Selection |
________________________________________
PPP: the toll of overreach?

August 15, 2021

Peoples Party is no longer the party it once was

PPP: the toll of overreach?

Pakistan Peoples Party was launched at a convention in 1967 led by the dynamic ambition of ZA Bhutto. He had recently left Ayub Khan’s military regime after serving it as a minister for nine years. When a martial law led by Yahya Khan replaced Ayub Khan, Bhutto succeeded in generating a huge mass movement in West Pakistan just as Mujeeb-ur Rehman’s Awami League led an even larger mass movement in East Pakistan, now Bangla Desh. Both the parties winning the 1970 election laurels faced forces that were more powerful than them. Both were removed/ assassinated by military usurpers. Most of Bhutto’s family met unnatural deaths after him. This has been explained mostly in terms of a ‘punishment’ for their continued ambition and drive. Peoples Party is no longer the party it once. It no longer commands the loyalty of some of the people it initially did.

There were concrete reasons for these developments. In Pakistan, political parties do not part with their founding families. There is no culture of evolutionary politics necessary for the emergence of new leaders with new merit or vision without support from the corridors of power. What happened to Bhuttos also happened to the party and is continuing.
________________________________________
Records |
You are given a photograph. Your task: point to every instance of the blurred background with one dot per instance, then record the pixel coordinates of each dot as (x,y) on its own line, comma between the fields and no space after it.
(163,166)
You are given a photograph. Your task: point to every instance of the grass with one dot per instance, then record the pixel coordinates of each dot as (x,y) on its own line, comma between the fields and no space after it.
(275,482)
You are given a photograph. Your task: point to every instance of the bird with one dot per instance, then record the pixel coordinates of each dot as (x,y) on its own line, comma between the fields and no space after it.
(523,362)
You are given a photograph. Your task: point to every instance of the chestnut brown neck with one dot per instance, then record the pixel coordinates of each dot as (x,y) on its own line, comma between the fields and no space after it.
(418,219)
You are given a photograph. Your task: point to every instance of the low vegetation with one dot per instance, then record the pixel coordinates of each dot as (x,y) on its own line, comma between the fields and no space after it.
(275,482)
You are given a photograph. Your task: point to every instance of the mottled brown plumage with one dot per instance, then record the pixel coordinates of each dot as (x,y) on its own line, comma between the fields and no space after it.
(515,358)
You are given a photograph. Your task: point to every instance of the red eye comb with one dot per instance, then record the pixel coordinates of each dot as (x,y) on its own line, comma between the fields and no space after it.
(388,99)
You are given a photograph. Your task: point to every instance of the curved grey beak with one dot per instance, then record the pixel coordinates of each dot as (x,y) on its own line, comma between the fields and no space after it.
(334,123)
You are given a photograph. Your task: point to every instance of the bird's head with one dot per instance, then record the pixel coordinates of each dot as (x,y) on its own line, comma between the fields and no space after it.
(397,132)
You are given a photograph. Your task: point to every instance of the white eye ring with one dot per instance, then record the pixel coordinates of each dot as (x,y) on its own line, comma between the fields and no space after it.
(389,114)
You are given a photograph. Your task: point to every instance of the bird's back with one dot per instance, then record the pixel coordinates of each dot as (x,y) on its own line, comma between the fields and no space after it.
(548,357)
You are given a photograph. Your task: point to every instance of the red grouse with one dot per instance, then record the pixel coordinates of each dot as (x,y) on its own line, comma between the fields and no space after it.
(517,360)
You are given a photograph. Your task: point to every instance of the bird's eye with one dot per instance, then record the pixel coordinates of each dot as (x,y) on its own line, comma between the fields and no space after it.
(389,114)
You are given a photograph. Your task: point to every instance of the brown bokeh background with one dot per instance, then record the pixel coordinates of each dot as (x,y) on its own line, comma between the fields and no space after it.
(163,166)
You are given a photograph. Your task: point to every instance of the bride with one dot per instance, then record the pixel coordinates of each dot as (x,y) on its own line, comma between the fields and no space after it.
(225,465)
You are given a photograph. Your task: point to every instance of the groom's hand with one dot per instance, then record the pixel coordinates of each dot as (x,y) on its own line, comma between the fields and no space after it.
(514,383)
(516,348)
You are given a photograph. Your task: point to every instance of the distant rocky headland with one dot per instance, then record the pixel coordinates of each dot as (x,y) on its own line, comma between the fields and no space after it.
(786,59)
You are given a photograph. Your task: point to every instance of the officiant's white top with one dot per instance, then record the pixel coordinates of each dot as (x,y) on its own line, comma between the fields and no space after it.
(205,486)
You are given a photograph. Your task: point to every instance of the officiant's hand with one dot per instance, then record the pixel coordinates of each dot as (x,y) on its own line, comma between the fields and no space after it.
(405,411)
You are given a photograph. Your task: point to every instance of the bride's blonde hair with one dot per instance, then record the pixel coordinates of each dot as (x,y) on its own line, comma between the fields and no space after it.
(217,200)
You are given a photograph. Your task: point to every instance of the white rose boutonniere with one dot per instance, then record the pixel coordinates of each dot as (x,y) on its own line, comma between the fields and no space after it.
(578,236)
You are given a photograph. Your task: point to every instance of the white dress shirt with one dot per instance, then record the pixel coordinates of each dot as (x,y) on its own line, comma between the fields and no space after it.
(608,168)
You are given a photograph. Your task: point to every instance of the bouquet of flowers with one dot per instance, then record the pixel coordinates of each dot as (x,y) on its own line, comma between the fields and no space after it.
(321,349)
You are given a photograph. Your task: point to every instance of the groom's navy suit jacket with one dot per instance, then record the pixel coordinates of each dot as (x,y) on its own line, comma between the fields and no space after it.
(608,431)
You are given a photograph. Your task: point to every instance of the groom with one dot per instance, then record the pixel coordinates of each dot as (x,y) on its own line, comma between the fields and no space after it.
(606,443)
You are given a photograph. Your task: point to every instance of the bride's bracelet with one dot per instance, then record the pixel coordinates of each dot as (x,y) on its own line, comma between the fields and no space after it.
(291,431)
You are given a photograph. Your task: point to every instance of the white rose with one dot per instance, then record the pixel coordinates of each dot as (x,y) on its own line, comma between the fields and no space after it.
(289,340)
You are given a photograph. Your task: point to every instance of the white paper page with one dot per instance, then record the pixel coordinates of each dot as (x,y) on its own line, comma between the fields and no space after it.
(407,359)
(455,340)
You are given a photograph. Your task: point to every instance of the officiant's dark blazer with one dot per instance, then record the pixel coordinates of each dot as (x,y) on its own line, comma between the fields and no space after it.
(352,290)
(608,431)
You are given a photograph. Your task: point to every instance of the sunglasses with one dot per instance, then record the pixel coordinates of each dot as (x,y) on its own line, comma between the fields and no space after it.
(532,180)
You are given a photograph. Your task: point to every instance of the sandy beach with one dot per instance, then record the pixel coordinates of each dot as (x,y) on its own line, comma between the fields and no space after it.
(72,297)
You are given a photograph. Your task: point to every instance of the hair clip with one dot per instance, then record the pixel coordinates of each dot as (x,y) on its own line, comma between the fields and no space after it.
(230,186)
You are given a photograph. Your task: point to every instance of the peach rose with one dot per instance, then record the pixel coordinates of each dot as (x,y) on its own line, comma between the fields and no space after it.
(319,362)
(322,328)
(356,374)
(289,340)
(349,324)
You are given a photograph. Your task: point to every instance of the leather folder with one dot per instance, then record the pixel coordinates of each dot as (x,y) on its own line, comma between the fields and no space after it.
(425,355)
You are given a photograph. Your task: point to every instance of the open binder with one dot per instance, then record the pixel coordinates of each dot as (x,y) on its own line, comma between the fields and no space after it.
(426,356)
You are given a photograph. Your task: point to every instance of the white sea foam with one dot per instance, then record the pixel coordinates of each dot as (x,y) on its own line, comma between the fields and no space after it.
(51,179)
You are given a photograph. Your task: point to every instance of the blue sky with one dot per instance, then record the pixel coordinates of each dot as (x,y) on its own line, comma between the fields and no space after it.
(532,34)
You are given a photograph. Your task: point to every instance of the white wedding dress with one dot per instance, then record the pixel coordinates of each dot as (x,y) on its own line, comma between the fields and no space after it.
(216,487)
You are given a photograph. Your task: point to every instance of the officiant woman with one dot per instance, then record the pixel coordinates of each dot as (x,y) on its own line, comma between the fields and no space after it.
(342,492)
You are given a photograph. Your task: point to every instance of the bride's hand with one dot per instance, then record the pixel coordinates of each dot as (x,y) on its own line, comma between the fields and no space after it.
________________________________________
Directions |
Carry on the article about the Pakistan Peoples Party from its final sentence.

Answer below |
The PPP led by ZA Bhutto had done a great job of rejuvenating the demoralised army and the people after the fall of East Pakistan. It is also credited with having enabled a constitution. However, it did not win the loyalty of the establishment. The PPP government’s ambition for nuclear weapons capability and for a “Muslim Block of our own” were to prove fatal. The poor nation, dealing with the trauma of secession and humiliation, might have done better by focusing on building its industrial and economic prowess. Instead, it fell in the trap of socialist measures suggested by some ‘progressive elements.’ It threatened the established industrial entities and started a totally absurd process of nationalising small and medium industries. The leadership was somehow convinced that such measures would win the sympathies of Soviet Union and China and inspire the working class confidence in the party. It is believed that as one of the architects of Pak-China friendship, Bhutto had already been on the Red List of the US establishment. It is believed that he had some personal rapport with the President Nixon, and had facilitated contacts between him and the Chinese leaders before Nixon’s first visit to Peking. But it does not pay the leaders of a client nation to behave like an equal.

Another feature of Peoples Party’s identity has been its liberalism. Although the party’s slogan spoke of Islam as its faith, it strongly differed with the Jamaat-i-Islami and had a secular image. Pakistan was a tolerant Muslim society when the PPP entered politics. It was closer to being Muhammed Ali Jinnah’s Pakistan than it is today. The Quaid-i-Azam had not yet been converted into a Muslim saint of some kind. Jamaat-i-Islami, alone rejected Jinnah’s view but it was rejected even by other religious groups. The nation had moved more towards a modern industrial identity under Ayub Khan who had defied the clerics on sectarian issues and women’s rights. It was not the Pakistan that seems to welcome the Taliban and the Islamic State. East Pakistan had a huge Hindu minority. It was perfectly normal for Christians, Hindus and other minority religious groups to feel comfortable with Peoples Party.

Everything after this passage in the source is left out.